O colega de quarto de Emílio, Miguel, é o bem-disposto do lar. Tendo tido uma vida de bon vivant é quem mais activamente tenta combater o tédio e a erosão da rotina. O epílogo destas tentativas consiste em arranjar um descapotável para proporcionar um passeio nocturno com Emílio (ao volante) e a senhora dos pacotes de azeite. A viagem é memorável e retrata bem como a batalha de Miguel contra o tédio é complicada. Alguns apontamentos da senhora dos pacotes: “Podes levantar a capota? Tenho a garganta um bocado irritada e acho que estou com febre. Devo ter apanhado frio”; “Quando virem um bar, paramos. Preciso de água para tomar os meus comprimidos”; “Caraças, só trouxe os remédios da prisão de ventre. Não trouxe nem os do açucar, nem os da circulação, nem os da artrite…”. A viagem tem um epílogo memorável: Miguel chama a tenção de Emílio para o facto dos outros carros lhes fazerem sinais de luzes  e pergunta-lhe se tem os médios ligados. Emílio responde que vai ver...e vai mesmo ver abrindo a porta...felizmente todos sobrevivem!
A degradação do estado de Emílio vai-se acentuando ao longo da narrativa. E Miguel revela-se alguém de muita sensibilidade fazendo o possível e o impossível para disfarçar esse estado. Por exemplo, ele sabe que os médicos fazem perguntas sobre a última refeição e assim escreve a ementa na mão de Emílio. Também faz etiquetas para que Emílio saiba o nome de vários objectos, incluíndo peças de roupa. Tudo para evitar o degredo para o piso de cima, o gueto onde estão as pessoas com Alzheimer mais avançado. Mas a batalha de Miguel é uma batalha de destino previsível - apesar de tudo consegue adiar essa mudança para o degredo. E o livro termina com Miguel a dar as refeições a Emílio a quem a mente e a memória se vão desvanecendo.

Saí encantado desta leitura!

domingo, 6 de abril de 2014

CREIO NAS PALAVRAS TRANSPARENTES



(Desenho de António Ramos Rosa)

Abril é mês de poesia. Já foi Poesia na Rua. Há 40 anos. Agora a poesia já não está na rua. Resiste no coração de alguns.

O meu filho João foi visitar a namorada a Lyon e enviou-me uma mensagem a dizer que, visto de fora, Portugal é neste momento muito pouquinho.

====

◆ LISTA DE TAREFAS
**a.** Indica se cada afirmação está de acordo com o texto de origem, respondendo sim ou não e citando as palavras do texto que o decidem: (i) Miguel escreve a ementa na mão de Emílio; (ii) a senhora dos pacotes trouxe os remédios da artrite; (iii) no passeio nocturno alguém morre.
**b.** Com base no texto de origem, explica por que motivo Miguel escreve a ementa na mão de Emílio.
**c.** Edita o trecho do texto de origem que começa em "domingo, 6 de" e segue até "coração de alguns.", trocando "coração" por "peito".

◆ Dados contidos num conjunto de dados
====

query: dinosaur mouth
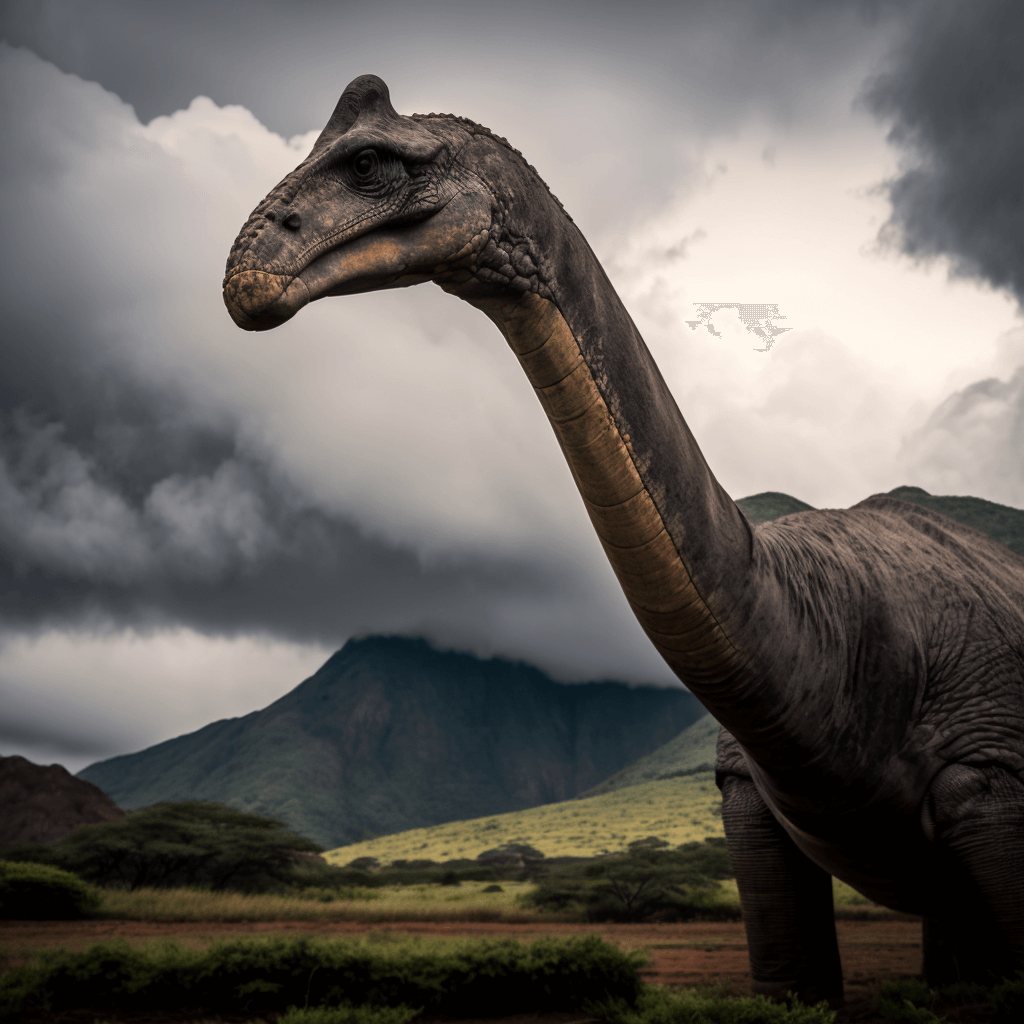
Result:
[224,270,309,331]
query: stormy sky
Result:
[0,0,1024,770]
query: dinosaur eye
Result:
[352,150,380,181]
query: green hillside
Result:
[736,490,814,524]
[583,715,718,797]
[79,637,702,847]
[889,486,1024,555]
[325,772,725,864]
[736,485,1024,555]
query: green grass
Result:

====

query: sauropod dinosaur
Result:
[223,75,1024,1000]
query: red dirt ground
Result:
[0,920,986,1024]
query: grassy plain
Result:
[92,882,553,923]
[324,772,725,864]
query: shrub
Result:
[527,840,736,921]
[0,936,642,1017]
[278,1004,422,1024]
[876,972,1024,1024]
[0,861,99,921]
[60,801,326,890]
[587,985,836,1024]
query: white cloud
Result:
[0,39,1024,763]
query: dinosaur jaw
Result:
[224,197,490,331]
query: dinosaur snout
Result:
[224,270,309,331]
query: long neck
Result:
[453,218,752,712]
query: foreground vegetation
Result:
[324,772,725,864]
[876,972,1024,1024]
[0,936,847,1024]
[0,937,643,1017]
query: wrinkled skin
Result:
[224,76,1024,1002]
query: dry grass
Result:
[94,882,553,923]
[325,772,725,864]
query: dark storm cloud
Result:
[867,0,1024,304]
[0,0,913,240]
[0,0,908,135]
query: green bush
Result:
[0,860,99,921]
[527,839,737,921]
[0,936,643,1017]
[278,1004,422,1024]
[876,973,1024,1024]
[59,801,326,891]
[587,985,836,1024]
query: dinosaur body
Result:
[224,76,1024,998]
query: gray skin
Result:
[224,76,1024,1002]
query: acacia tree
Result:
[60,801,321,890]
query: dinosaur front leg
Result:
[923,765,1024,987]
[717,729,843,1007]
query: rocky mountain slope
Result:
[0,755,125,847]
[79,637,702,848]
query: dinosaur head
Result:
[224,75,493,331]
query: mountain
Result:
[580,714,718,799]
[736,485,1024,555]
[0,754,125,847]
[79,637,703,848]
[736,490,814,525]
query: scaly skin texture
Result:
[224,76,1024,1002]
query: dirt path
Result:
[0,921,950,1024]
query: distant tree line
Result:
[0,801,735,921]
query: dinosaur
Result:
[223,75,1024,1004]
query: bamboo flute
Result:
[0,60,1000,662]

====

◆ RESULTADOS
**a.** (i) Sim: "escreve a ementa na mão de Emílio". (ii) Não: "Não trouxe nem os do açucar, nem os da circulação, nem os da artrite". (iii) Não: "felizmente todos sobrevivem!"

**b.** Miguel sabe que os médicos fazem perguntas sobre a última refeição. Faz isso, tal como as etiquetas com o nome dos objectos, para evitar que Emílio seja levado para o piso de cima, o gueto onde estão as pessoas com Alzheimer mais avançado.

**c.**
domingo, 6 de abril de 2014

CREIO NAS PALAVRAS TRANSPARENTES



(Desenho de António Ramos Rosa)

Abril é mês de poesia. Já foi Poesia na Rua. Há 40 anos. Agora a poesia já não está na rua. Resiste no peito de alguns.